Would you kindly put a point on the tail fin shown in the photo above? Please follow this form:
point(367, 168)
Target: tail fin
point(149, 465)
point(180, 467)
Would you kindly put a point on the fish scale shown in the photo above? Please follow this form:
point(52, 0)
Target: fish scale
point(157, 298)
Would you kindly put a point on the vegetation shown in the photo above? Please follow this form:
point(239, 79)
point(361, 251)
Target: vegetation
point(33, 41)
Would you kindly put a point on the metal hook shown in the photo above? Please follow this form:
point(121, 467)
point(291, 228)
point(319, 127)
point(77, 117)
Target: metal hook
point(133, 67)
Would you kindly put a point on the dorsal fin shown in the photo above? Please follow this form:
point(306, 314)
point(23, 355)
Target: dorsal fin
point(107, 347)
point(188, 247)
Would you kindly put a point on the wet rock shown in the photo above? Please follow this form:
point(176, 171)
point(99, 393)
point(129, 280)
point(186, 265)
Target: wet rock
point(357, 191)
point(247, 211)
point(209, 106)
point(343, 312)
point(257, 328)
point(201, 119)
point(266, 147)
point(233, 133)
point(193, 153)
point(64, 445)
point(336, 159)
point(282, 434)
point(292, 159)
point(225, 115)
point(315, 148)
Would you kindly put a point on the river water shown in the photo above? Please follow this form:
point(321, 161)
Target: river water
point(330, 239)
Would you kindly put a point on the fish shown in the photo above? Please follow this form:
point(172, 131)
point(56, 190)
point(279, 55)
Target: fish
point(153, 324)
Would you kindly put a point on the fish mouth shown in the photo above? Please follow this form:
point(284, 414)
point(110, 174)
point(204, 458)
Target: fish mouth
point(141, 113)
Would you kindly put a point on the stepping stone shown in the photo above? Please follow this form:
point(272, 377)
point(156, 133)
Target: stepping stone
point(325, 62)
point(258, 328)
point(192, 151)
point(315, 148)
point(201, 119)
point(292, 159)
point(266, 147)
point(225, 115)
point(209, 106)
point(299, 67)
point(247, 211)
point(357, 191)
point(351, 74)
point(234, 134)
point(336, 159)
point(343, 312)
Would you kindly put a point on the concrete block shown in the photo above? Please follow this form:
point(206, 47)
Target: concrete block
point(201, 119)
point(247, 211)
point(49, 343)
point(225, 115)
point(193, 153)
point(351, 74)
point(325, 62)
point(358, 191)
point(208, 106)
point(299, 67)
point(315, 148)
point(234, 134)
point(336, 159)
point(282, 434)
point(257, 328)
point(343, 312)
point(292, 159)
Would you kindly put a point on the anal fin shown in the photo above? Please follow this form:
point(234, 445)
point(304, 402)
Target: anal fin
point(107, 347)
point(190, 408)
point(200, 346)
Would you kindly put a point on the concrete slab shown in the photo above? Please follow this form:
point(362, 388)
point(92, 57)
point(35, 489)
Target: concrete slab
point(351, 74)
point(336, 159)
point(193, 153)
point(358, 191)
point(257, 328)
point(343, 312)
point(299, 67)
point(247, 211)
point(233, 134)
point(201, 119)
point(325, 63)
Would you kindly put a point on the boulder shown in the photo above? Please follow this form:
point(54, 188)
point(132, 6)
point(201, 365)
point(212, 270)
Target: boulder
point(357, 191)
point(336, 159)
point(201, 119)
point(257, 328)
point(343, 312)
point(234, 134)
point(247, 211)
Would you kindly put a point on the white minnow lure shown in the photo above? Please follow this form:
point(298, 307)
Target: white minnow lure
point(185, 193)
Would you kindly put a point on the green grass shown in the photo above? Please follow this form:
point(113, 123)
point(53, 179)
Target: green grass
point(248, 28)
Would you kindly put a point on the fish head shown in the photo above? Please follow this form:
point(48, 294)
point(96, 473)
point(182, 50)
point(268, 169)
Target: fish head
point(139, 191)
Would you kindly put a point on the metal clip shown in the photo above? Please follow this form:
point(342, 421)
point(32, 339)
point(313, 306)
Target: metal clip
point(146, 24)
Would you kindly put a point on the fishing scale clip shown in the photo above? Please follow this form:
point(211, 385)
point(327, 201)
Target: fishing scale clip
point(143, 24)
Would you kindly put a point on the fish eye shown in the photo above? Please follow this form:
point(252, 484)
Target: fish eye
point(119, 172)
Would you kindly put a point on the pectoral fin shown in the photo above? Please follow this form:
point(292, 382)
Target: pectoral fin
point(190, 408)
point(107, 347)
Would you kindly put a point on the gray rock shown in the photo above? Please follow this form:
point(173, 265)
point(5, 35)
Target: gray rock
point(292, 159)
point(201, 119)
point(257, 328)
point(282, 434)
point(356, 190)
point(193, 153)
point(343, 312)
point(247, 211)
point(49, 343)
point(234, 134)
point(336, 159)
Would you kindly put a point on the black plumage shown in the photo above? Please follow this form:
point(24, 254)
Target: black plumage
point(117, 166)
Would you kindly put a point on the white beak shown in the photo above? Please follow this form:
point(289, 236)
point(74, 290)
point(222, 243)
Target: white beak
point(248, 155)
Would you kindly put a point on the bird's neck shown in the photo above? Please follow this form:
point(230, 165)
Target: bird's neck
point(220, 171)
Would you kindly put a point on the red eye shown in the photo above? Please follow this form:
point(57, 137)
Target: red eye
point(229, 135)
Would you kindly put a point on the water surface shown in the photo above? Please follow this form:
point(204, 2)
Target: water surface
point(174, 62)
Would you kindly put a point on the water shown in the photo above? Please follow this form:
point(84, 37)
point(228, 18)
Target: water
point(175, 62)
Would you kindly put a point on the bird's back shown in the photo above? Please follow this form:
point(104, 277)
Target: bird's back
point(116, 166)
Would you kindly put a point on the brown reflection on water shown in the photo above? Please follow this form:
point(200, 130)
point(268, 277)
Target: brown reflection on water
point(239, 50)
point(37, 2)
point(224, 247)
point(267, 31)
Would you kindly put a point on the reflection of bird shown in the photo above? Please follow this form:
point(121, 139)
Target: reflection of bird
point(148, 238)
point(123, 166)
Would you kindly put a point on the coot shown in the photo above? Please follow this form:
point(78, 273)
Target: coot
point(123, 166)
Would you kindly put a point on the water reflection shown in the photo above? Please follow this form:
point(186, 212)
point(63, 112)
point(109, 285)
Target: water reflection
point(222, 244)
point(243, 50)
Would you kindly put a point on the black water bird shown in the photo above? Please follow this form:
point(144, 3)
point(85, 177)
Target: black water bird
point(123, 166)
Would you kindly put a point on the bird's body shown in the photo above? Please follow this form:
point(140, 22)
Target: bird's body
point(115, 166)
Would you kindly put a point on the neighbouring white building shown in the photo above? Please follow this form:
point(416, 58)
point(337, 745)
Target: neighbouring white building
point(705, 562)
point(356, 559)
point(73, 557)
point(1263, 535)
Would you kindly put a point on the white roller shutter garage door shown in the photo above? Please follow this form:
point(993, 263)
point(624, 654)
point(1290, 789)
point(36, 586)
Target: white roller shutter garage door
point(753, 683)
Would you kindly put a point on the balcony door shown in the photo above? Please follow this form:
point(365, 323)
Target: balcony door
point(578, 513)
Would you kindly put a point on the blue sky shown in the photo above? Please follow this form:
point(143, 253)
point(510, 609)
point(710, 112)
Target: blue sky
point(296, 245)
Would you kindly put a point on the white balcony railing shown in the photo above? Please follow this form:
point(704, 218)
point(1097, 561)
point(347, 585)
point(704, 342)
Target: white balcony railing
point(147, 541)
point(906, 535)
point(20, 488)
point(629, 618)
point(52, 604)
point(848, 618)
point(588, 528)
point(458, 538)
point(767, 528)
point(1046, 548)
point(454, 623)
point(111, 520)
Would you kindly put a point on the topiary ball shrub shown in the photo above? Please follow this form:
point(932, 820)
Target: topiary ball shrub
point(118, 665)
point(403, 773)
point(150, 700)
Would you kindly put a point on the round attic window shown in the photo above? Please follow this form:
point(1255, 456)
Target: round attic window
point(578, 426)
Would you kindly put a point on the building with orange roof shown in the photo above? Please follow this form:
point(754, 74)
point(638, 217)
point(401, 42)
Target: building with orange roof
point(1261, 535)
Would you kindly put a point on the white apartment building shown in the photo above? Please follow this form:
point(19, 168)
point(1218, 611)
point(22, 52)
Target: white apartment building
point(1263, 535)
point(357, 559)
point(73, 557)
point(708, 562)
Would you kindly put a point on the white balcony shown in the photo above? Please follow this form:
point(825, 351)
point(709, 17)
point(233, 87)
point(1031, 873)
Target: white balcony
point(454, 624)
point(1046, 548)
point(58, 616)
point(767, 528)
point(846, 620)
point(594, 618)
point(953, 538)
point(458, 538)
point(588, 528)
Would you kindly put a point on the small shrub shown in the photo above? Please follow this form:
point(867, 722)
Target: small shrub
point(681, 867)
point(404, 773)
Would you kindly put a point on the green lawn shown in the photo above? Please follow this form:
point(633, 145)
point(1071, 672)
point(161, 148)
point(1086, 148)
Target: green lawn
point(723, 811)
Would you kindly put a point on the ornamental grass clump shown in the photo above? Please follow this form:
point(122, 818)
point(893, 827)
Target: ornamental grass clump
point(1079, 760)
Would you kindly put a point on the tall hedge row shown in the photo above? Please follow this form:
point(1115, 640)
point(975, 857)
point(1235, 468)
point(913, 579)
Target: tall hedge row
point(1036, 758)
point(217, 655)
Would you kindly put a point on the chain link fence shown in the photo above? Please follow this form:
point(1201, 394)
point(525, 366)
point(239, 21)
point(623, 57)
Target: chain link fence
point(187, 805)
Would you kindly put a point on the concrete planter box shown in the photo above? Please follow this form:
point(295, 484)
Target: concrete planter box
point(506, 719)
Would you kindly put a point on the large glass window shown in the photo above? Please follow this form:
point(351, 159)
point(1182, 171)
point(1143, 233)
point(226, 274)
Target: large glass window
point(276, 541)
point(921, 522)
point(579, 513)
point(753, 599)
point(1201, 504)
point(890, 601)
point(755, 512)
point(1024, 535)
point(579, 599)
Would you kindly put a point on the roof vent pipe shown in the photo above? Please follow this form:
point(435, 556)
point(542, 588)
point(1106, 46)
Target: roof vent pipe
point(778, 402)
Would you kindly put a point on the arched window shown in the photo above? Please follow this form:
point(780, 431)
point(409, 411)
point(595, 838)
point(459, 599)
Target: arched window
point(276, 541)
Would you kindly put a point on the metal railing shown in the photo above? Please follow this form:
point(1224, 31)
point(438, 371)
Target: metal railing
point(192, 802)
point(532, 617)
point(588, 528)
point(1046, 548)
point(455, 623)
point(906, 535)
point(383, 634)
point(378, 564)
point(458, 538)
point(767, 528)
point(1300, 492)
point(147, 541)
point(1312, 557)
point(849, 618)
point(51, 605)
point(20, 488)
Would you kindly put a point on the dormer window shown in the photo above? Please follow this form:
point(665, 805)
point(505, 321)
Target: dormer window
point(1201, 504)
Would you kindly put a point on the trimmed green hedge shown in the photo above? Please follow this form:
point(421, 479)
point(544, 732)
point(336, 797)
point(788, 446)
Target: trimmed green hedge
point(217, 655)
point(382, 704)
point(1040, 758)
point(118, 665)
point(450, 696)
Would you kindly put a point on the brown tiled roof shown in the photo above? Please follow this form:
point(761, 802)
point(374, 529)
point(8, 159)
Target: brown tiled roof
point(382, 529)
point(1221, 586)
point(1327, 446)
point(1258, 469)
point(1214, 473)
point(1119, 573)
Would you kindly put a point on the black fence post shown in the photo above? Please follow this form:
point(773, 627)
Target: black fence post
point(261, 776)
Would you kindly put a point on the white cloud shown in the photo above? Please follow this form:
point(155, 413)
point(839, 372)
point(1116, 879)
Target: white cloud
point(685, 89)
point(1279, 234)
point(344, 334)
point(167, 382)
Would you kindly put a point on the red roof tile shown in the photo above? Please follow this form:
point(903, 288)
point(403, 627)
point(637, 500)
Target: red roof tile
= = = =
▶ _TASK DESCRIPTION_: Extract the lines of the material above verbatim, starting at the line that contains "Would you kindly put a point on the green lawn" and ending at the line that contains "point(506, 719)". Include both of those lines and nothing else.

▶ _TASK SOLUTION_:
Would you kindly put a point on the green lawn shown in the photo above? Please follow this form:
point(633, 145)
point(1071, 672)
point(161, 148)
point(1086, 148)
Target: green lawn
point(723, 811)
Would you kindly put a point on the ornamental grass clump shown in the photo above? Please follow this form:
point(122, 818)
point(893, 827)
Target: ornamental grass clump
point(1079, 760)
Would you kindly put a point on the tall hedge row shown in the photo above? Please follow this form:
point(1115, 640)
point(975, 857)
point(1235, 468)
point(913, 579)
Target: tall hedge row
point(1036, 758)
point(217, 655)
Would you kindly put a point on the chain link fence shown in the photo above? Please follow this form:
point(1201, 394)
point(525, 366)
point(239, 21)
point(623, 57)
Target: chain link fence
point(187, 805)
Would you kindly put a point on the concrete planter box shown in the photo above? Please follow this form:
point(295, 484)
Target: concrete planter box
point(506, 719)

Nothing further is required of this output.